■ **ИНСТРУКЦИИ К УПРАЖНЕНИЮ**
A. Ответьте на вопросы по отрывку о Хэмпстед-Хит:
(i) Неподалеку от какого места вырос рассказчик?
(ii) Кем рассказчик чувствовал себя этим утром?
(iii) За чем рассказчик наблюдал в спокойном воздухе?
B. Перепишите отрывок о Хэмпстед-Хит целиком от «Волшебное царство безвременья» и до «со всем миром.», поменяв «трубки» на «сигареты».
C. Продолжите отрывок о Хэмпстед-Хит, начав сразу после его последнего предложения.

■ **ФРАГМЕНТ ДОКУМЕНТА**
════════

Все вокруг было мне хорошо знакомо. Разве не вырос я неподалеку от Хэмпстед-Хит, не бегал здесь ребенком? Для меня это место было волшебным всегда, однако сейчас, этим утром, словно в первый день творения, я чувствовал себя Адамом, с изумлением оглядывающим новый мир. Я не знал или забыл, что может существовать такая красота, такая наполненность каждого мгновения. Я совершенно не замечал мгновений и их последовательности, я видел только совершенство лишенного времени «сейчас».
Волшебное царство безвременья находилось между мгновениями, полное пронзительной «сейчасности» того сорта, что обычно поглощается прошлым и будущим. Неожиданно каким-то чудесным образом я оказался избавлен от настойчивого давления прошлого и будущего и смог насладиться великолепным даром полного и совершенного «сейчас». В этом моем «сейчас» не было ни праздности, ни торопливости — я наблюдал за струйкой дыма от моей трубки в спокойном воздухе, слушал бой колоколов, доносящийся отовсюду. Хэмпстед окликал Хайгейт, Хайгейт — Хэмпстед, они переговаривались между собой и со всем миром.

════════

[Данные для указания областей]
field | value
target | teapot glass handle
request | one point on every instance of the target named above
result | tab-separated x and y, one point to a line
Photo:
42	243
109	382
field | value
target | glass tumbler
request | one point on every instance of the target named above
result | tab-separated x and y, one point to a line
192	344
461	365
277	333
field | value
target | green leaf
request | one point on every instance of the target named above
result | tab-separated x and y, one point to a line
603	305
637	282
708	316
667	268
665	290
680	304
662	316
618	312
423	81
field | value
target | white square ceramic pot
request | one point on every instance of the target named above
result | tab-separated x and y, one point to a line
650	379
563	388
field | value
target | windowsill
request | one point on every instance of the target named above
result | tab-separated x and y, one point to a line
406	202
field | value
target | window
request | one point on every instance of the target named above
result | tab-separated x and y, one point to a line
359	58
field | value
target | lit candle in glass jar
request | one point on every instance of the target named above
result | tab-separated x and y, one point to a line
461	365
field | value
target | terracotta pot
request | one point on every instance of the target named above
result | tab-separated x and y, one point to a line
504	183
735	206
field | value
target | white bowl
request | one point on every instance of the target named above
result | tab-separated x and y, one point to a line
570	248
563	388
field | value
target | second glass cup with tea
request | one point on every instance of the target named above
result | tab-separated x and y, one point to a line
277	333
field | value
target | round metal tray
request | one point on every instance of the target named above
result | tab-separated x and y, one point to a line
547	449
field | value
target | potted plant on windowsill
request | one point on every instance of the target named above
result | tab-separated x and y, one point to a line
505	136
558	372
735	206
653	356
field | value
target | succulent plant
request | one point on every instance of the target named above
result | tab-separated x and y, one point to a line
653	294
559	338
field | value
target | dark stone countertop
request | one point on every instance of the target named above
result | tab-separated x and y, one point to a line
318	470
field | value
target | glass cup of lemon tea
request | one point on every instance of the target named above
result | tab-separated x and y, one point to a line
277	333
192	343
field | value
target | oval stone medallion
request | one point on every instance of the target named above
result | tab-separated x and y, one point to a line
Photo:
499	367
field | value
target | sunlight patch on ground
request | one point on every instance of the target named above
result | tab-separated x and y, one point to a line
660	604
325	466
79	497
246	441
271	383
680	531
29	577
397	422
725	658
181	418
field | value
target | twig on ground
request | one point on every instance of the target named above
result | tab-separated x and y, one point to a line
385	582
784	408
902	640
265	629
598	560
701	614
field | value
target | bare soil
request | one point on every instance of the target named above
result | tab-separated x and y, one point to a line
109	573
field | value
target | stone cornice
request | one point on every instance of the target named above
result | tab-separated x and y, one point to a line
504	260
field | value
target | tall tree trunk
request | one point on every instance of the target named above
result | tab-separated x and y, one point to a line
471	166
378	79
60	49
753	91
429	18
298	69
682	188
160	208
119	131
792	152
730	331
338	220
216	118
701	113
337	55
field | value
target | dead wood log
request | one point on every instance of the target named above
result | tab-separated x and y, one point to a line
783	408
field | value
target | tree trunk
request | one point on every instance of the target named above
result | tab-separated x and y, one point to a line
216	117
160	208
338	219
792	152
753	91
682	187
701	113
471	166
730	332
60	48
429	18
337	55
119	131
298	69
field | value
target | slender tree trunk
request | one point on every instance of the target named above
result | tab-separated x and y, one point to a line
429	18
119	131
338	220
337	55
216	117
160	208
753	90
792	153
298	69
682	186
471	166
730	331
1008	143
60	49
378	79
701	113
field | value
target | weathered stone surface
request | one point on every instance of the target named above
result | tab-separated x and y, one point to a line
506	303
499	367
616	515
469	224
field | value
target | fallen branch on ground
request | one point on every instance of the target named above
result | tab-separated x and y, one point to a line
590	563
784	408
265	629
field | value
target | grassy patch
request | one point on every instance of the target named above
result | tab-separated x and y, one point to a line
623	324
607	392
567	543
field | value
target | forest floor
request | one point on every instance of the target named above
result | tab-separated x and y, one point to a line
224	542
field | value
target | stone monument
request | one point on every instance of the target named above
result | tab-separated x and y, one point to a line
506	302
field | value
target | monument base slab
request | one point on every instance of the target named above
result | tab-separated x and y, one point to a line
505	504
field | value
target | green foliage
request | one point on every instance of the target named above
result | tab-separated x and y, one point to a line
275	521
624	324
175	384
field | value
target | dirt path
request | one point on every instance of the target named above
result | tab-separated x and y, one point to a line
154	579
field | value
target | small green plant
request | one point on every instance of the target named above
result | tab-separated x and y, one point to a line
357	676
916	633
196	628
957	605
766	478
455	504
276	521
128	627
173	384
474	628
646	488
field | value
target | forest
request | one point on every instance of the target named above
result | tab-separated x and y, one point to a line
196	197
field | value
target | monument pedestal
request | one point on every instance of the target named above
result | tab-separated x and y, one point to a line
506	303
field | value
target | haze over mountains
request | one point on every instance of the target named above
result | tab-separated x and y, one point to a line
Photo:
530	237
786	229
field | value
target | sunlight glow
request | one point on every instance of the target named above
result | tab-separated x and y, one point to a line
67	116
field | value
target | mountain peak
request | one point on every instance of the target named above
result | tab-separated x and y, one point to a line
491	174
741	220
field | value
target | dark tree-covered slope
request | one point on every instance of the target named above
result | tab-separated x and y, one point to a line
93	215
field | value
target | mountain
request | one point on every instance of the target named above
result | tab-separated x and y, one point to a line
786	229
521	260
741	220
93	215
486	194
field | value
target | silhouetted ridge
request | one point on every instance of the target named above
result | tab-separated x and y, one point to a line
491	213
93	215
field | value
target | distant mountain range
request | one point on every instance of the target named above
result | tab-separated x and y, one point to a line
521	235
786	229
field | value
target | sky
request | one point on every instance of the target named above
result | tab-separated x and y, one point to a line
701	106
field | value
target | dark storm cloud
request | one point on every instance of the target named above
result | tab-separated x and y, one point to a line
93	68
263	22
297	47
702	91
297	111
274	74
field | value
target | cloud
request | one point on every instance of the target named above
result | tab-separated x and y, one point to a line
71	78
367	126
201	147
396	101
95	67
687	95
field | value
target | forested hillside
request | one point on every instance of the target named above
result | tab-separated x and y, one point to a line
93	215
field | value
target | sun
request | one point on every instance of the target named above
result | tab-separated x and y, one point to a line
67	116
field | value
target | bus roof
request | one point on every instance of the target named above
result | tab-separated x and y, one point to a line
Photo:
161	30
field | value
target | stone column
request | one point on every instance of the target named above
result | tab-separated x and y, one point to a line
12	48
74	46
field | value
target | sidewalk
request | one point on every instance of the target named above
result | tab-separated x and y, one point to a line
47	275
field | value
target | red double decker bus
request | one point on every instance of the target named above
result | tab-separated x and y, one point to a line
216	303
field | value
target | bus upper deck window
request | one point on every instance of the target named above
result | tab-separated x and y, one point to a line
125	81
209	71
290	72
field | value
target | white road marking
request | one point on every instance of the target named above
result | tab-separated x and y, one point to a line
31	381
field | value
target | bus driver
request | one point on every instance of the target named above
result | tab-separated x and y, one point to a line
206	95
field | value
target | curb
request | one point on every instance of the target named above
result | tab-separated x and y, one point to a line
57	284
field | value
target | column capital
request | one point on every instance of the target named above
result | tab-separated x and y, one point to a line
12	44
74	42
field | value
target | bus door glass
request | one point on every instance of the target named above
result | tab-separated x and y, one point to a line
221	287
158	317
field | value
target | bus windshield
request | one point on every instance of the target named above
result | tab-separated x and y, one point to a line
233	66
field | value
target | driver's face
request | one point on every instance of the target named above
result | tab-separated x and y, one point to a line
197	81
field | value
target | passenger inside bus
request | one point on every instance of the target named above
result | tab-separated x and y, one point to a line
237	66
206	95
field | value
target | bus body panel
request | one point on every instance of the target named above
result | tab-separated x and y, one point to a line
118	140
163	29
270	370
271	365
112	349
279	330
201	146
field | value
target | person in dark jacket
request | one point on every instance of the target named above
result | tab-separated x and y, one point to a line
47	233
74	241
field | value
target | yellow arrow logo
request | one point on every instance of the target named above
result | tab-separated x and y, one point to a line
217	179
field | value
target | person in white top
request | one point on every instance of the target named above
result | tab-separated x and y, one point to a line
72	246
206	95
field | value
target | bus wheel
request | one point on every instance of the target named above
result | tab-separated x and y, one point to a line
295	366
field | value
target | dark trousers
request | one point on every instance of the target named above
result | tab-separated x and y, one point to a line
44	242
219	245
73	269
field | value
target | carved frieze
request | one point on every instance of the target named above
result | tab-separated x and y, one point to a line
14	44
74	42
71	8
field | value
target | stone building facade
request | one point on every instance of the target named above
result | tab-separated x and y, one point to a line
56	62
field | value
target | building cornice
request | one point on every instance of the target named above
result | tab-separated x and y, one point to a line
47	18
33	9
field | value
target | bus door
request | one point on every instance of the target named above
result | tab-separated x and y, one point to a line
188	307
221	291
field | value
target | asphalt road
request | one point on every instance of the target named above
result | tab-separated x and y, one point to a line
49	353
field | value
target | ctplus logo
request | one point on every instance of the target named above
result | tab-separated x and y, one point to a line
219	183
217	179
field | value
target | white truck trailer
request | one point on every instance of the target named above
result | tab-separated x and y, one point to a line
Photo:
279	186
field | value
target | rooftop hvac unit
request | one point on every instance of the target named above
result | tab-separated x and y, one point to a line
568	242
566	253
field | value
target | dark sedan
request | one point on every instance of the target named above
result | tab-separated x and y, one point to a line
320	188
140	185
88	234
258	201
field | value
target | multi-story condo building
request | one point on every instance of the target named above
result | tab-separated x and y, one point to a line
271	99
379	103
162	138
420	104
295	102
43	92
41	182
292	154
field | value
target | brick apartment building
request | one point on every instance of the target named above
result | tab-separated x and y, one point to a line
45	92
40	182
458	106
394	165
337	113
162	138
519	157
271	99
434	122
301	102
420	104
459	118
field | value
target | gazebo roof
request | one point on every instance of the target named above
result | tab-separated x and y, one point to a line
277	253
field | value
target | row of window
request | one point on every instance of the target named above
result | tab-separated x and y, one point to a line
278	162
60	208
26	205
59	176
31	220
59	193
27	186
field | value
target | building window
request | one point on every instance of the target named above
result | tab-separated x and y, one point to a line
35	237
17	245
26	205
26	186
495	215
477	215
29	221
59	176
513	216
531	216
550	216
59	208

════════

■ **ОТВЕТЫ ПО ПОРЯДКУ**
A.
(i) Неподалеку от Хэмпстед-Хит.
(ii) Адамом, с изумлением оглядывающим новый мир.
(iii) За струйкой дыма от своей трубки.

B.
Волшебное царство безвременья находилось между мгновениями, полное пронзительной «сейчасности» того сорта, что обычно поглощается прошлым и будущим. Неожиданно каким-то чудесным образом я оказался избавлен от настойчивого давления прошлого и будущего и смог насладиться великолепным даром полного и совершенного «сейчас». В этом моем «сейчас» не было ни праздности, ни торопливости — я наблюдал за струйкой дыма от моей сигареты в спокойном воздухе, слушал бой колоколов, доносящийся отовсюду. Хэмпстед окликал Хайгейт, Хайгейт — Хэмпстед, они переговаривались между собой и со всем миром.

C.
Так я сидел, активно размышляя, но не шевелясь. И, как я заметил, я был не один: другие пациенты сидели или прогуливались в этом раю, неторопливо, спокойно, отдыхая. Все мы наслаждались поразительным днем отдохновения духа; я убедился в этом за сладкий, лишенный времени месяц пребывания здесь. Всех нас держало в нежной хватке удивительное спокойствие, как в колледже или монастыре. Оно было предназначено для каждого, независимо от нашего состояния, — странная интерлюдия, непохожая ни на что, раньше нам известное. Мы избавились от страдания, от штормов и ужасов, от болезни, подрывавшей нашу уверенность в себе, от сомнения в выздоровлении, но нас еще не призывала к себе повседневность жизни — или того, что считается жизнью в этом несовершенном мире с его бесконечными обязательствами, тревогами, ожиданиями. Нам был дарован волшебный промежуток между болезнью и возвращением в мир, между состоянием пациента и состоянием отца семейства, кормильца, между пребыванием «внутри» и «снаружи», между прошлым и будущим. Настроение субботнего утра длилось, не тускнело, оставалось все таким же сияющим и через неделю, и через месяц.